* start Records for the exercise *

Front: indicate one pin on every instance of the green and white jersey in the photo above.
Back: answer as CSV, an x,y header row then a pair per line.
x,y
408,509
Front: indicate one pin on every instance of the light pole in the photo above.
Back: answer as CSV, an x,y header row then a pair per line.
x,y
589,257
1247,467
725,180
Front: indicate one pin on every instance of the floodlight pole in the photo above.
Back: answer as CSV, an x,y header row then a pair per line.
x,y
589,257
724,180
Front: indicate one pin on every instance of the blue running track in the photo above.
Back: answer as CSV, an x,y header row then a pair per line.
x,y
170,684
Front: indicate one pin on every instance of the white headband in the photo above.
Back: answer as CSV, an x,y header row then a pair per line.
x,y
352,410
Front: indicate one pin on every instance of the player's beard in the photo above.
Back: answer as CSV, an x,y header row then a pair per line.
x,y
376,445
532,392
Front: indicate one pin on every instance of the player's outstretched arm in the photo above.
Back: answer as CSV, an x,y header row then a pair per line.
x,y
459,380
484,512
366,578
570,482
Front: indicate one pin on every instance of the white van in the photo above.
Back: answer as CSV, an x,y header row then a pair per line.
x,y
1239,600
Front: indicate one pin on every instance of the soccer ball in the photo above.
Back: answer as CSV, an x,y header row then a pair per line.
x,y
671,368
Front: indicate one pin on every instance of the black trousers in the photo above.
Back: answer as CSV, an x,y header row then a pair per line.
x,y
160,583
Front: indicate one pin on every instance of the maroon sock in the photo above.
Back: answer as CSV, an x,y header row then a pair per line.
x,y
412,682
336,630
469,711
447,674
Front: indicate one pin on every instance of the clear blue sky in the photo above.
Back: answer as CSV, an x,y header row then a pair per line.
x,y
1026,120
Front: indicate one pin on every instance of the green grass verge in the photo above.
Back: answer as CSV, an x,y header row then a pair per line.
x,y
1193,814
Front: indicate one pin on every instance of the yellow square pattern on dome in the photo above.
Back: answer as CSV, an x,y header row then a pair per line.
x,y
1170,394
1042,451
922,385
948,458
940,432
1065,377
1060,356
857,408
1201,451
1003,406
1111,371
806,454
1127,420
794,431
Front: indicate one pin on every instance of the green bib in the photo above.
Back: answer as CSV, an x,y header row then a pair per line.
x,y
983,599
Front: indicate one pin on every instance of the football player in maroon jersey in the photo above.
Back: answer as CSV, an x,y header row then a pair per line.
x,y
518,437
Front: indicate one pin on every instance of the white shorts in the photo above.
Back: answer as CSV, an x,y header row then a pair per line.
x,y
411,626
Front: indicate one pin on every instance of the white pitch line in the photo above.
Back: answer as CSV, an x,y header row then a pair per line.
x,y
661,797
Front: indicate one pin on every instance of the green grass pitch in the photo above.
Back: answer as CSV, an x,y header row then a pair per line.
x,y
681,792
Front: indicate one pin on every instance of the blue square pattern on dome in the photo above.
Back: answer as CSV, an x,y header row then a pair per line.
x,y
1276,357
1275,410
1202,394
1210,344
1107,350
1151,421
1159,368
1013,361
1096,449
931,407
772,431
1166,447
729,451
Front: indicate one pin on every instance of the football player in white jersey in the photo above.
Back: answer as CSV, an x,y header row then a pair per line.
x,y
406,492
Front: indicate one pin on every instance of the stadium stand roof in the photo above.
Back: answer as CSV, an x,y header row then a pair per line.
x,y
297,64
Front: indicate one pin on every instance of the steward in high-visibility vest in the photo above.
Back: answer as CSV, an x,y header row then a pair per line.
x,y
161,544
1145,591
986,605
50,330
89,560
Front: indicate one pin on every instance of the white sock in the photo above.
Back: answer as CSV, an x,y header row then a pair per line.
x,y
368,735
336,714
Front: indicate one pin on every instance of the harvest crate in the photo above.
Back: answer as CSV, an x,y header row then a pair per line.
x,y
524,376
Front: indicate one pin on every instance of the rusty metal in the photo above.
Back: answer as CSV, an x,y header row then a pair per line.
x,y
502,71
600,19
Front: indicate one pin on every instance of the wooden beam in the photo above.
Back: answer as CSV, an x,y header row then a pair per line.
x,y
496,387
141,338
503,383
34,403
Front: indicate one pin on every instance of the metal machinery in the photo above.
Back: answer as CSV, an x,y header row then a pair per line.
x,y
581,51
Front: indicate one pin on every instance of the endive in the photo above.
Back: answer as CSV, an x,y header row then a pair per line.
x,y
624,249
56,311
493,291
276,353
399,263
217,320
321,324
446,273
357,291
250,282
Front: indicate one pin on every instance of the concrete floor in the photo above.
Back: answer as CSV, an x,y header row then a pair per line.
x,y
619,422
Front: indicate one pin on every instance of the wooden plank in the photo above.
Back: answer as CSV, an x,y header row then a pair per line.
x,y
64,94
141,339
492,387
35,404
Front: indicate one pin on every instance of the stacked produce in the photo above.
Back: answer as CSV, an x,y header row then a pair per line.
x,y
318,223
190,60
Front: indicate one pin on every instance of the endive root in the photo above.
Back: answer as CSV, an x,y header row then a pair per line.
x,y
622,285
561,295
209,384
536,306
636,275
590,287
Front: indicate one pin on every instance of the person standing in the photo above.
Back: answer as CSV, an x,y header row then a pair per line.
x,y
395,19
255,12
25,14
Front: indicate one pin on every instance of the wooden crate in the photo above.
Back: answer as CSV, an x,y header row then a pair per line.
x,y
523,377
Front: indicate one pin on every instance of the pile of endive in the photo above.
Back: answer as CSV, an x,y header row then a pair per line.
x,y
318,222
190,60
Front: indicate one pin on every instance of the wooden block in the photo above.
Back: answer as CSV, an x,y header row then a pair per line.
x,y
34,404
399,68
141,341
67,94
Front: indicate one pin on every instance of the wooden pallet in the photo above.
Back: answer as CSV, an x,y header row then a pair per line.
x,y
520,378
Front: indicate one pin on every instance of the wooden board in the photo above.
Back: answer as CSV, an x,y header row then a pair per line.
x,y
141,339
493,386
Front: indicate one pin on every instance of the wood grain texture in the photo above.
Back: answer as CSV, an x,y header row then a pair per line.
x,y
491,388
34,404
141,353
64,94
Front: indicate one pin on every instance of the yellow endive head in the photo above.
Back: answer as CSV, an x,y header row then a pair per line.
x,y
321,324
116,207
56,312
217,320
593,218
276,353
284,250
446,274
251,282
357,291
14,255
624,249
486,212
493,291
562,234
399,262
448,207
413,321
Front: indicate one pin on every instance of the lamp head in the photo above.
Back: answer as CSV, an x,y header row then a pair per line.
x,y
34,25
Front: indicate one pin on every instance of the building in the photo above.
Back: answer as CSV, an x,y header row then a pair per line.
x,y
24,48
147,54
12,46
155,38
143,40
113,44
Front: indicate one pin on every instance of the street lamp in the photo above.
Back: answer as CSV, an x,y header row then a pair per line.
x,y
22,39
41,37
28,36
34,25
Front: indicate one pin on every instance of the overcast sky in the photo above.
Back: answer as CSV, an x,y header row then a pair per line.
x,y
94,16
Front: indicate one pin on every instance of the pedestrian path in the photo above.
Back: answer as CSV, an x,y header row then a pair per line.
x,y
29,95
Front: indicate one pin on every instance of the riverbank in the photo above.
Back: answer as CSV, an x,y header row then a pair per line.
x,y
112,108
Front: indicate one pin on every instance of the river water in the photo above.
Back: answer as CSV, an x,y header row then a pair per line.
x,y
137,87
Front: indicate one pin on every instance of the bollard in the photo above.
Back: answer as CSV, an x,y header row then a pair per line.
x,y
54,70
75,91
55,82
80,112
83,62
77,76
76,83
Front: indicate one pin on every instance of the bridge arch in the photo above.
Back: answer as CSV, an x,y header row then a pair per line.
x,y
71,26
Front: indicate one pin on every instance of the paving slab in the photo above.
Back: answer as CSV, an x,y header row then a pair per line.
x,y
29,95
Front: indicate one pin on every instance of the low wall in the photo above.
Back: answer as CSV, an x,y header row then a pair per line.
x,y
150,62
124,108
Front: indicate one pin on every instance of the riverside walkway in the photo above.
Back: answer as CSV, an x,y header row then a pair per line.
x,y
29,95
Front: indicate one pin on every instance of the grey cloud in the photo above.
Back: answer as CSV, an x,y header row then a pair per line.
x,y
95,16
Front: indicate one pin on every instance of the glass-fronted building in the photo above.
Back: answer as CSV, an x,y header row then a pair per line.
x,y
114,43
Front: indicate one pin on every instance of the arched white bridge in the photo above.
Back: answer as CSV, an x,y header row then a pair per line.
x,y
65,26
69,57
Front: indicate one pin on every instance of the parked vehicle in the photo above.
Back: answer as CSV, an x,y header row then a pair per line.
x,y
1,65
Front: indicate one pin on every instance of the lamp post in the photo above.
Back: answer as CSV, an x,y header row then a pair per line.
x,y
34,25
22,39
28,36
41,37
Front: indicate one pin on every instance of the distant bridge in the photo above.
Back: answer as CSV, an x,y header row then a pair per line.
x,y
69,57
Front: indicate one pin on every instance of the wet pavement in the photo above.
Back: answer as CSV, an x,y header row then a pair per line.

* end Records for the exercise *

→ **What this task involves**
Rewrite everything from the row containing "Front: indicate one pin on every instance of the wet" down to the end of the rows, replacing "wet pavement" with "dry pavement" and leaving all else unchanged.

→ **Result of the exercise**
Front: indicate one pin on every instance of the dry pavement in the photo above.
Back: answer as CSV, an x,y header row then a pair per line.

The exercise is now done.